Problem:
Copy the listing as it is written, and leave each picture out.

Information provided:
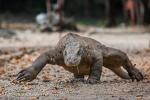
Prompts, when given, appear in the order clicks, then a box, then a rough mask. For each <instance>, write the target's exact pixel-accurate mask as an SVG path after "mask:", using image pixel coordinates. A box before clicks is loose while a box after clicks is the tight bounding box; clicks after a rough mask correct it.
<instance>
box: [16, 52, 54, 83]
mask: <svg viewBox="0 0 150 100" xmlns="http://www.w3.org/2000/svg"><path fill="white" fill-rule="evenodd" d="M53 52H54V50H49V51H47V52H45V53H43V54H41V55H40V56H39V57H38V58H37V59H36V60H35V61H34V62H33V64H32V65H31V66H30V67H28V68H26V69H23V70H21V71H20V72H19V73H18V75H17V79H16V80H17V81H32V80H33V79H35V78H36V76H37V75H38V73H39V72H40V71H41V70H42V69H43V67H44V66H45V65H46V64H47V63H51V64H54V58H53V59H52V57H53V56H52V54H53Z"/></svg>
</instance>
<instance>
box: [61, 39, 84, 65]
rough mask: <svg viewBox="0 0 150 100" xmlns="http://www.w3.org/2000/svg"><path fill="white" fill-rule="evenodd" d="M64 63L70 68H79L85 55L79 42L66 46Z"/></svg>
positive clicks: (70, 44) (64, 51) (63, 53)
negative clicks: (73, 67) (79, 64)
mask: <svg viewBox="0 0 150 100" xmlns="http://www.w3.org/2000/svg"><path fill="white" fill-rule="evenodd" d="M63 55H64V62H65V64H66V65H67V66H68V67H75V66H78V65H79V64H80V62H81V59H82V55H83V48H82V47H81V45H80V43H79V42H77V41H74V42H69V43H67V44H66V46H65V49H64V52H63Z"/></svg>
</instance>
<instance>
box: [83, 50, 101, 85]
mask: <svg viewBox="0 0 150 100" xmlns="http://www.w3.org/2000/svg"><path fill="white" fill-rule="evenodd" d="M102 66H103V57H102V54H101V53H95V57H94V61H93V65H92V66H91V70H90V75H89V77H88V79H87V81H86V83H89V84H96V83H98V82H99V81H100V77H101V73H102Z"/></svg>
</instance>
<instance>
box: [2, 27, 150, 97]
mask: <svg viewBox="0 0 150 100" xmlns="http://www.w3.org/2000/svg"><path fill="white" fill-rule="evenodd" d="M16 32H17V36H15V37H13V38H12V39H3V38H0V47H1V48H7V47H16V48H19V47H21V49H20V48H19V49H17V51H13V52H12V51H9V50H8V51H7V52H6V51H5V52H2V53H1V56H4V57H5V56H8V55H11V54H13V53H14V52H18V51H24V50H28V49H29V48H28V47H33V46H34V47H35V46H37V47H38V46H41V48H40V49H36V50H34V52H32V53H29V54H24V55H22V56H19V57H16V56H15V57H12V58H11V59H9V60H7V61H6V60H0V61H1V63H2V65H0V100H38V99H39V100H57V99H58V100H150V49H149V41H150V34H149V33H138V34H130V33H127V34H121V35H119V34H113V33H111V34H109V33H107V34H104V33H99V34H98V33H92V34H91V33H86V32H85V33H84V34H83V33H80V34H81V35H84V36H88V37H91V38H94V39H96V40H98V41H100V42H102V43H103V44H105V45H107V46H111V47H115V48H119V49H121V50H123V51H125V52H126V53H127V54H128V55H129V58H130V59H131V61H132V63H135V64H136V67H137V68H139V69H140V70H141V71H142V72H143V74H144V76H145V79H144V80H143V81H140V82H132V81H131V80H123V79H120V78H119V77H118V76H116V75H115V74H114V73H112V72H111V71H110V70H108V69H106V68H103V73H102V77H101V82H100V83H99V84H95V85H90V84H84V83H82V82H72V81H71V80H72V79H73V75H72V73H70V72H68V71H65V70H64V69H63V68H62V67H61V66H57V65H46V67H44V69H43V70H42V71H41V72H40V74H39V75H38V76H37V78H36V79H35V80H34V81H32V82H28V83H18V82H16V81H15V78H16V74H17V73H18V72H19V71H20V70H21V69H24V68H26V67H28V66H29V65H30V64H31V63H32V62H33V60H34V59H35V58H36V57H37V56H39V54H40V53H42V52H43V51H45V49H44V47H42V46H48V45H50V46H54V45H55V44H56V43H57V41H58V40H59V37H60V35H59V34H58V33H51V34H41V33H38V32H33V31H31V30H26V31H16ZM64 33H66V32H64ZM63 35H64V34H62V36H63ZM23 47H24V48H23Z"/></svg>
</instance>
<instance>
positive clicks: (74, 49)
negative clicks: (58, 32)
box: [17, 33, 143, 84]
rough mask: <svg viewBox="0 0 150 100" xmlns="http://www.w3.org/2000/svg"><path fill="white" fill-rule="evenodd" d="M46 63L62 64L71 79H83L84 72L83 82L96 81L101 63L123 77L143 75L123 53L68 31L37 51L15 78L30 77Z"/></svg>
mask: <svg viewBox="0 0 150 100" xmlns="http://www.w3.org/2000/svg"><path fill="white" fill-rule="evenodd" d="M46 64H53V65H54V64H57V65H59V66H63V68H64V69H66V70H68V71H70V72H72V73H73V74H74V77H75V79H81V80H83V79H84V75H89V77H88V79H87V80H86V81H85V82H86V83H91V84H95V83H97V82H99V80H100V77H101V73H102V66H104V67H106V68H108V69H110V70H112V71H113V72H114V73H115V74H117V75H118V76H120V77H121V78H123V79H132V80H133V81H134V80H137V81H140V80H142V79H143V75H142V73H141V72H140V71H139V70H138V69H137V68H135V67H134V65H132V63H131V62H130V60H129V58H128V56H127V55H126V53H124V52H122V51H120V50H117V49H114V48H110V47H106V46H104V45H102V44H101V43H99V42H98V41H96V40H94V39H91V38H87V37H83V36H80V35H77V34H72V33H69V34H67V35H65V36H64V37H62V38H61V39H60V40H59V42H58V44H57V45H56V46H55V48H52V49H50V50H49V51H47V52H45V53H43V54H41V55H40V56H39V57H38V58H37V59H36V60H35V61H34V62H33V64H32V65H31V66H30V67H28V68H26V69H24V70H22V71H20V72H19V73H18V75H17V80H18V81H32V80H33V79H35V78H36V76H37V75H38V73H39V72H40V71H41V70H42V68H43V67H44V66H45V65H46ZM121 66H122V67H123V68H124V69H125V70H126V71H127V72H125V71H124V70H123V69H122V68H121Z"/></svg>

Solution to the problem:
Prompts, when given, appear in the order clicks, then a box, then a rough mask. For each <instance>, write the target's exact pixel-accurate mask as an SVG path after "mask:", using image pixel coordinates. A box before clicks is loose while a box after clicks is the tight bounding box; clicks after a rough mask correct it.
<instance>
box: [16, 52, 54, 83]
mask: <svg viewBox="0 0 150 100" xmlns="http://www.w3.org/2000/svg"><path fill="white" fill-rule="evenodd" d="M53 52H54V50H49V51H47V52H45V53H43V54H41V55H40V56H39V57H38V58H37V59H36V60H35V61H34V62H33V64H32V65H31V66H30V67H28V68H26V69H23V70H21V71H20V72H19V73H18V75H17V79H16V80H17V81H32V80H33V79H35V78H36V76H37V75H38V73H39V72H40V71H41V70H42V69H43V67H44V66H45V65H46V64H47V63H51V64H54V58H53V59H52V57H53V56H52V54H53Z"/></svg>
</instance>
<instance>
box: [61, 39, 84, 65]
rough mask: <svg viewBox="0 0 150 100" xmlns="http://www.w3.org/2000/svg"><path fill="white" fill-rule="evenodd" d="M64 63L70 68H79L85 55L79 42L66 46Z"/></svg>
positive clicks: (70, 44) (64, 51) (63, 53)
negative clicks: (73, 67) (79, 64)
mask: <svg viewBox="0 0 150 100" xmlns="http://www.w3.org/2000/svg"><path fill="white" fill-rule="evenodd" d="M63 55H64V62H65V64H66V65H67V66H68V67H75V66H78V65H79V64H80V62H81V59H82V55H83V48H82V47H81V45H80V43H79V42H77V41H74V42H69V43H67V44H66V46H65V49H64V52H63Z"/></svg>
</instance>
<instance>
box: [83, 50, 101, 85]
mask: <svg viewBox="0 0 150 100" xmlns="http://www.w3.org/2000/svg"><path fill="white" fill-rule="evenodd" d="M102 66H103V57H102V54H101V53H95V57H94V61H93V65H92V66H91V70H90V75H89V77H88V79H87V81H86V83H89V84H96V83H98V82H99V81H100V77H101V73H102Z"/></svg>
</instance>
<instance>
box: [2, 27, 150, 97]
mask: <svg viewBox="0 0 150 100" xmlns="http://www.w3.org/2000/svg"><path fill="white" fill-rule="evenodd" d="M16 32H17V36H15V37H13V38H12V39H3V38H0V47H1V48H7V47H16V48H19V47H21V49H20V48H19V49H17V51H13V52H12V51H9V50H8V51H7V52H6V51H5V52H2V53H1V56H4V57H5V56H8V55H11V54H13V53H14V52H18V51H24V50H28V49H29V48H28V47H33V46H34V47H35V46H37V47H38V46H41V48H40V49H36V50H34V52H32V53H29V54H24V55H22V56H19V57H16V56H15V57H12V58H11V59H9V60H7V61H6V60H0V61H1V63H2V65H0V100H38V99H39V100H57V99H58V100H150V49H149V41H150V34H149V33H138V34H130V33H127V34H121V35H119V34H113V33H111V34H109V33H107V34H104V33H99V34H98V33H92V34H91V33H86V32H85V33H84V34H83V33H80V34H81V35H84V36H88V37H91V38H94V39H96V40H98V41H100V42H102V43H103V44H105V45H107V46H111V47H115V48H119V49H121V50H123V51H125V52H126V53H127V54H128V55H129V58H130V59H131V61H132V63H135V64H136V67H137V68H139V69H140V70H141V71H142V72H143V74H144V76H145V79H144V80H143V81H140V82H132V81H131V80H123V79H120V78H119V77H118V76H116V75H115V74H114V73H112V72H111V71H110V70H108V69H106V68H103V73H102V77H101V82H100V83H99V84H95V85H90V84H84V83H82V82H72V81H71V80H72V79H73V75H72V73H70V72H68V71H65V70H64V69H63V68H62V67H61V66H57V65H46V67H44V69H43V70H42V71H41V72H40V74H39V75H38V76H37V78H36V79H35V80H34V81H32V82H28V83H18V82H16V81H15V78H16V74H17V73H18V72H19V71H20V70H21V69H24V68H26V67H28V66H29V65H30V64H31V63H32V62H33V60H34V59H35V58H36V57H37V56H39V54H40V53H42V52H43V51H45V49H44V47H42V46H48V45H50V46H54V45H55V44H56V43H57V41H58V40H59V37H60V35H59V34H58V33H51V34H41V33H38V32H33V31H31V30H26V31H16ZM64 33H66V32H64ZM63 35H64V34H62V36H63ZM23 47H24V48H23Z"/></svg>
</instance>
<instance>
positive clicks: (74, 49)
negative clicks: (58, 32)
box: [17, 33, 143, 84]
rough mask: <svg viewBox="0 0 150 100" xmlns="http://www.w3.org/2000/svg"><path fill="white" fill-rule="evenodd" d="M46 63L62 64L71 79H83L84 72L83 82L96 81L101 63L123 77L143 75L123 53L68 31L37 51L15 78L30 77Z"/></svg>
mask: <svg viewBox="0 0 150 100" xmlns="http://www.w3.org/2000/svg"><path fill="white" fill-rule="evenodd" d="M46 64H53V65H54V64H57V65H59V66H63V68H64V69H66V70H68V71H70V72H72V73H73V74H74V77H75V79H81V80H83V79H84V75H89V77H88V79H87V80H86V81H85V82H86V83H91V84H95V83H97V82H99V80H100V77H101V73H102V66H104V67H106V68H108V69H110V70H112V71H113V72H114V73H115V74H117V75H118V76H120V77H121V78H123V79H132V80H133V81H134V80H137V81H140V80H142V79H143V75H142V73H141V72H140V71H139V70H138V69H137V68H135V67H134V65H132V63H131V62H130V60H129V58H128V56H127V55H126V53H124V52H122V51H120V50H117V49H114V48H110V47H106V46H104V45H102V44H101V43H99V42H98V41H96V40H94V39H91V38H87V37H83V36H80V35H77V34H72V33H69V34H67V35H65V36H64V37H62V38H61V39H60V40H59V42H58V44H57V45H56V46H55V48H52V49H50V50H49V51H47V52H45V53H43V54H41V55H40V56H39V57H38V58H37V59H36V60H35V61H34V62H33V64H32V65H31V66H30V67H28V68H26V69H24V70H22V71H20V72H19V73H18V75H17V80H18V81H32V80H33V79H35V78H36V76H37V75H38V73H39V72H40V71H41V70H42V68H43V67H44V66H45V65H46ZM121 66H122V67H123V68H124V69H125V70H126V71H127V72H125V71H124V70H123V69H122V68H121Z"/></svg>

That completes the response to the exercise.